=== Study material ===
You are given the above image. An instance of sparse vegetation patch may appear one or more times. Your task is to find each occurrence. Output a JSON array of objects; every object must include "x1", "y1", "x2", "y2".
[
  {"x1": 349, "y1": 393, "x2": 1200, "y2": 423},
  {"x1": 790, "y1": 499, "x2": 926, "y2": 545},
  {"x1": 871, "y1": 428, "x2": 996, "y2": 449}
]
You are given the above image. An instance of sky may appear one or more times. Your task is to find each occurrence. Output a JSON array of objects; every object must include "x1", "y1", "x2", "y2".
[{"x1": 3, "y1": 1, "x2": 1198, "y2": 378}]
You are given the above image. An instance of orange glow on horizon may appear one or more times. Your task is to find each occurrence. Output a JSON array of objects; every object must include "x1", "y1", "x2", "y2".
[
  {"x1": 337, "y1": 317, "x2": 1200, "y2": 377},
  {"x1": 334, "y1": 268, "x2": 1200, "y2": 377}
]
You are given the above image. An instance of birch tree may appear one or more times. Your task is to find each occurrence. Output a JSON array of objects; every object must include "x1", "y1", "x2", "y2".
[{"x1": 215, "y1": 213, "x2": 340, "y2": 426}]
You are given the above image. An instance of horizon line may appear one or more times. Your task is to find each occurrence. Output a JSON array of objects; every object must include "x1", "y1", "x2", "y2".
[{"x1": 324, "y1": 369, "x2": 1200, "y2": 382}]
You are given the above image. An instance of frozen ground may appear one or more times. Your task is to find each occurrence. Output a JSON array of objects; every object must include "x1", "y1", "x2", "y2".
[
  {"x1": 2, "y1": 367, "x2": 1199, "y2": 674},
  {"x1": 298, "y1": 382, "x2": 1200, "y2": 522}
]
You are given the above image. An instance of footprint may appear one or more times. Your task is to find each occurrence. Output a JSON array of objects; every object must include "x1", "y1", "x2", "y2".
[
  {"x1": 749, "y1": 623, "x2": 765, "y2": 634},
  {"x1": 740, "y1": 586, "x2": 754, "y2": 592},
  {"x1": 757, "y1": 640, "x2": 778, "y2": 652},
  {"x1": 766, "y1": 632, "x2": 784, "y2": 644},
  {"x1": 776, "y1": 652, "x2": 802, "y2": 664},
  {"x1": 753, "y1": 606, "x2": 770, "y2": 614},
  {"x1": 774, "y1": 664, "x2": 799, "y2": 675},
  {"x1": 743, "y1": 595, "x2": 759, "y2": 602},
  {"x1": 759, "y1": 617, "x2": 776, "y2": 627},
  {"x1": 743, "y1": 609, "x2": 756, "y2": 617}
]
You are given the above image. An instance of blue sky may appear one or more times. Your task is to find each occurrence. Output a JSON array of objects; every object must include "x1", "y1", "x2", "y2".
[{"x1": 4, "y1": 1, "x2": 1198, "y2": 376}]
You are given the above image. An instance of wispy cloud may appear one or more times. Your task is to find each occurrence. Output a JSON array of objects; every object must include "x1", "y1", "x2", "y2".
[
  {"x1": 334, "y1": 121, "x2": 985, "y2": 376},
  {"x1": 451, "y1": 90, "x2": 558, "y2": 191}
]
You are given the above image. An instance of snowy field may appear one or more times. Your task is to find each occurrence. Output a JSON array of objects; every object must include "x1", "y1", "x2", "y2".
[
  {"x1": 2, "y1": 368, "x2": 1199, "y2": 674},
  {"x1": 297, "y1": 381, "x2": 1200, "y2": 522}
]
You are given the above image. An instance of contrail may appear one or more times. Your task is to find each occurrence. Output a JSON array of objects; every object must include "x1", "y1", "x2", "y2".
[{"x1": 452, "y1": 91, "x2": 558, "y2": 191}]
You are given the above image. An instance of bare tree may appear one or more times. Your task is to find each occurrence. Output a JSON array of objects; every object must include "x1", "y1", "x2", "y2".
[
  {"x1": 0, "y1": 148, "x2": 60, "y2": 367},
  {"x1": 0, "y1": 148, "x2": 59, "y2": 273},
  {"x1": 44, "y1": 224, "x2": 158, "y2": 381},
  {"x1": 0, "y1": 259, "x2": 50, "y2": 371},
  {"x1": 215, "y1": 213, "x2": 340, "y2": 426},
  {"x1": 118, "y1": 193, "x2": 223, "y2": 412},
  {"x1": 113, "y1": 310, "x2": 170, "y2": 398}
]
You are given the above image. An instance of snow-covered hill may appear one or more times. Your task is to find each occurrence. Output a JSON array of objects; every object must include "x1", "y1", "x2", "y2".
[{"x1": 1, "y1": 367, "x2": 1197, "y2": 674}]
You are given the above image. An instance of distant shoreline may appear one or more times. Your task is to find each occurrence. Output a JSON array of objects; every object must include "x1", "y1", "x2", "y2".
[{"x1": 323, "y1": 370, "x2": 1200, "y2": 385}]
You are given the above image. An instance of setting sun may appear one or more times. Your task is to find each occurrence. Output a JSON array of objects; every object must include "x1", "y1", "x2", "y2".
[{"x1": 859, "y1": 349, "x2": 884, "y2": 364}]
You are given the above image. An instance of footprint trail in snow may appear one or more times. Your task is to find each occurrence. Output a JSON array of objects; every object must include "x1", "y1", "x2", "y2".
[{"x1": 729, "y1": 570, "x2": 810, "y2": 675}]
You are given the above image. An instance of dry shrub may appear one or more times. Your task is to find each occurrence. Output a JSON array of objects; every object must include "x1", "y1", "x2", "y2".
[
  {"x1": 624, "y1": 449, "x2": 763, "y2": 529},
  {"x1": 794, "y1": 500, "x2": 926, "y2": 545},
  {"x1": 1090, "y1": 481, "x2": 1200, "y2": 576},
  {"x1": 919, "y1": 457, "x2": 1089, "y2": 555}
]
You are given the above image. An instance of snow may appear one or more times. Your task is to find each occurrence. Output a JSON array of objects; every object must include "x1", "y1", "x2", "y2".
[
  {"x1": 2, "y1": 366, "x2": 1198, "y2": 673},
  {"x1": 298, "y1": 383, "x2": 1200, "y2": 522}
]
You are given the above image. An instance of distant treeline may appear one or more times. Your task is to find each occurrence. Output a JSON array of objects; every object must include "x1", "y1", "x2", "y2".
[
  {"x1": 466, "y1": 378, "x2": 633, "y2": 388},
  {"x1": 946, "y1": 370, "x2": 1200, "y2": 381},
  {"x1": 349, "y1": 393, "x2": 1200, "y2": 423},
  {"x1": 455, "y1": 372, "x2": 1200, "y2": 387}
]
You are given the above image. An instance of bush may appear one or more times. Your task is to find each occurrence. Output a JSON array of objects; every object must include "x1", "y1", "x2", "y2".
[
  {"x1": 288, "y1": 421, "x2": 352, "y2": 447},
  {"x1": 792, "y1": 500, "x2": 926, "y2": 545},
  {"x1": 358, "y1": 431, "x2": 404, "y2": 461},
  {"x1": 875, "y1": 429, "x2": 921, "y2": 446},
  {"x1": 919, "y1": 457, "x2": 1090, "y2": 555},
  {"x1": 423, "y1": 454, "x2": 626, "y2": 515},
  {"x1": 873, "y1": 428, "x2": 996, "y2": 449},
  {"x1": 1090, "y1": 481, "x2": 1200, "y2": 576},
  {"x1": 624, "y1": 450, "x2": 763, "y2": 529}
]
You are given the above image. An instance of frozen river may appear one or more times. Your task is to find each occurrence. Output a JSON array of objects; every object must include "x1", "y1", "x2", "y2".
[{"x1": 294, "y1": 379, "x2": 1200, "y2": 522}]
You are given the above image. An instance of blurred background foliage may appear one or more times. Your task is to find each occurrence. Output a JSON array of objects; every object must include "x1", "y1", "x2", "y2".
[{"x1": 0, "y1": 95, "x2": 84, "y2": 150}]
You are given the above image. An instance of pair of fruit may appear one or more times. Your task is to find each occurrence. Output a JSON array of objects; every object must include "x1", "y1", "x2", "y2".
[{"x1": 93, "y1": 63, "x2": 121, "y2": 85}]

=== What needs to be done ===
From the first line to the last, return the data exactly as written.

=== Task response ===
You are given the above image. An instance of sparse vegetation patch may appear one or more times. Your task is to find each occurrence. Output a JSON array of objects; every object must include "x1", "y1", "x2", "y2".
[
  {"x1": 349, "y1": 393, "x2": 1200, "y2": 423},
  {"x1": 790, "y1": 499, "x2": 926, "y2": 545},
  {"x1": 871, "y1": 428, "x2": 996, "y2": 449}
]
You are given the above image. An instance of sky may appear one or more times. Your task is to find each occurrence. Output a JSON array of objects; every object must include "x1", "y1", "x2", "y2".
[{"x1": 3, "y1": 1, "x2": 1198, "y2": 378}]
You are given the above image. An instance of orange glow on horizon may appear one or more times. Your task is to find each occurrence. Output a JSON array of objects; every object must include "x1", "y1", "x2", "y2".
[
  {"x1": 337, "y1": 317, "x2": 1200, "y2": 377},
  {"x1": 334, "y1": 268, "x2": 1200, "y2": 377}
]
You are given the above image. An instance of birch tree may appear one or more times. Your task is to find each occurrence. Output a JSON array of objects; every object must include "x1", "y1", "x2", "y2".
[{"x1": 215, "y1": 213, "x2": 340, "y2": 426}]
You are given the above image. An instance of horizon line may appear one or more times. Your task is to find each occurrence. Output a JSON array of objects; every object must include "x1", "y1", "x2", "y2".
[{"x1": 324, "y1": 369, "x2": 1200, "y2": 382}]
You are given the above image. An instance of frozen ground may appear one or more times. Your task is to find each occurrence. Output a JSON array of objects; every object must include "x1", "y1", "x2", "y2".
[
  {"x1": 2, "y1": 367, "x2": 1199, "y2": 674},
  {"x1": 298, "y1": 382, "x2": 1200, "y2": 522}
]
You are given the above image. An instance of footprint may appear one or more times. Your task is to find each occurrence. Output a JSON array of objects; every object must include "x1", "y1", "x2", "y2".
[
  {"x1": 749, "y1": 623, "x2": 765, "y2": 634},
  {"x1": 740, "y1": 586, "x2": 754, "y2": 592},
  {"x1": 757, "y1": 640, "x2": 778, "y2": 652},
  {"x1": 766, "y1": 632, "x2": 784, "y2": 644},
  {"x1": 776, "y1": 652, "x2": 802, "y2": 664},
  {"x1": 753, "y1": 606, "x2": 770, "y2": 614},
  {"x1": 774, "y1": 664, "x2": 799, "y2": 675},
  {"x1": 743, "y1": 595, "x2": 759, "y2": 602},
  {"x1": 759, "y1": 617, "x2": 776, "y2": 627},
  {"x1": 743, "y1": 609, "x2": 756, "y2": 617}
]
You are given the above image. An instance of blue sky may appear one or more times. Your task is to find each occurrence. Output a JSON array of objects; every object must include "x1", "y1", "x2", "y2".
[{"x1": 4, "y1": 1, "x2": 1198, "y2": 376}]
You are given the above image. An instance of wispy cloud may appear one or more times. Your task is to find each occurrence. Output a JSON array of objects; every object must include "x1", "y1", "x2", "y2".
[
  {"x1": 334, "y1": 121, "x2": 985, "y2": 376},
  {"x1": 451, "y1": 90, "x2": 558, "y2": 191}
]
You are given the above image. An instance of snowy field may appear one or more times. Your task is to find each occurrence. Output a JSON array of objects; every object must include "x1", "y1", "x2", "y2".
[
  {"x1": 2, "y1": 368, "x2": 1199, "y2": 674},
  {"x1": 297, "y1": 381, "x2": 1200, "y2": 522}
]
You are given the above image. An instance of contrail may appear one or more times. Your task is to find each occurrence. Output a JSON array of objects; every object must include "x1", "y1", "x2", "y2".
[{"x1": 452, "y1": 91, "x2": 558, "y2": 191}]
You are given the above image. An instance of bare tree may appear one or more times. Your task is to find each occurrence. Output a JSON array of objects; every object must include "x1", "y1", "x2", "y2".
[
  {"x1": 0, "y1": 148, "x2": 60, "y2": 367},
  {"x1": 0, "y1": 148, "x2": 59, "y2": 273},
  {"x1": 44, "y1": 224, "x2": 158, "y2": 381},
  {"x1": 0, "y1": 259, "x2": 50, "y2": 371},
  {"x1": 215, "y1": 213, "x2": 340, "y2": 426},
  {"x1": 118, "y1": 193, "x2": 223, "y2": 412},
  {"x1": 113, "y1": 310, "x2": 170, "y2": 398}
]
You are given the above image. An instance of snow-covered hill may appear one or more times. Your task is to find each occurrence. Output a JSON array of objects; every object must include "x1", "y1", "x2", "y2".
[{"x1": 1, "y1": 367, "x2": 1197, "y2": 674}]
You are given the above image. An instance of distant shoreline may appear one or more times. Your task is to find each occurrence. Output a JSON array of objects; every object must include "x1", "y1", "x2", "y2".
[{"x1": 323, "y1": 370, "x2": 1200, "y2": 385}]
You are given the above image. An instance of setting sun may appear one or more times. Your task is to find each occurrence. Output a JSON array of objects; every object must include "x1", "y1", "x2", "y2".
[{"x1": 859, "y1": 349, "x2": 884, "y2": 364}]
You are given the above image. An instance of footprint trail in snow may appear one or more times. Your task is to find each occurrence. Output a JSON array of objects; every object must include "x1", "y1", "x2", "y2".
[{"x1": 729, "y1": 570, "x2": 810, "y2": 675}]
You are given the above image. An instance of dry shrub may appear one or more times. Your task is to find each occurrence. Output a JSON array of objects; every object must include "x1", "y1", "x2", "y2".
[
  {"x1": 624, "y1": 449, "x2": 763, "y2": 529},
  {"x1": 794, "y1": 500, "x2": 926, "y2": 545},
  {"x1": 1090, "y1": 481, "x2": 1200, "y2": 576},
  {"x1": 919, "y1": 457, "x2": 1089, "y2": 555}
]
You are given the above image. An instance of snow may appear one or more times. Your task is to find each occurrence. Output a JSON array of objects; every object must include "x1", "y1", "x2", "y2".
[
  {"x1": 2, "y1": 366, "x2": 1198, "y2": 673},
  {"x1": 298, "y1": 383, "x2": 1200, "y2": 522}
]
You are given the above image. An instance of distant treeline may appear one or more times. Your task is to find each occurrence. Output a JSON array of objects; every object must include "x1", "y1", "x2", "y2".
[
  {"x1": 466, "y1": 378, "x2": 633, "y2": 388},
  {"x1": 946, "y1": 370, "x2": 1200, "y2": 381},
  {"x1": 349, "y1": 393, "x2": 1200, "y2": 423},
  {"x1": 455, "y1": 372, "x2": 1200, "y2": 387}
]
You are given the above image. An instance of bush may appear one or more times. Your task is to find each occurrence. Output a JSON array of objects; every object must include "x1", "y1", "x2", "y2".
[
  {"x1": 288, "y1": 421, "x2": 352, "y2": 447},
  {"x1": 792, "y1": 500, "x2": 926, "y2": 545},
  {"x1": 358, "y1": 431, "x2": 404, "y2": 461},
  {"x1": 875, "y1": 429, "x2": 921, "y2": 446},
  {"x1": 919, "y1": 457, "x2": 1090, "y2": 555},
  {"x1": 423, "y1": 454, "x2": 626, "y2": 515},
  {"x1": 873, "y1": 428, "x2": 996, "y2": 449},
  {"x1": 1090, "y1": 481, "x2": 1200, "y2": 576},
  {"x1": 624, "y1": 450, "x2": 763, "y2": 529}
]
You are given the above image. An instance of frozen river may appear one or more times. Your task is to find each occurrence. Output a JSON array of objects; every object must include "x1", "y1", "x2", "y2".
[{"x1": 294, "y1": 379, "x2": 1200, "y2": 522}]
You are given the above image. An instance of blurred background foliage may appear one or more times. Your task is to find each occurrence. Output a JSON array of objects; every object must include "x1", "y1", "x2", "y2".
[{"x1": 0, "y1": 95, "x2": 84, "y2": 150}]
You are given the above image. An instance of pair of fruit may appear one or more times. Your task is to find each occurrence. Output a JSON array of objects; every object must include "x1", "y1", "x2", "y2".
[{"x1": 93, "y1": 63, "x2": 121, "y2": 85}]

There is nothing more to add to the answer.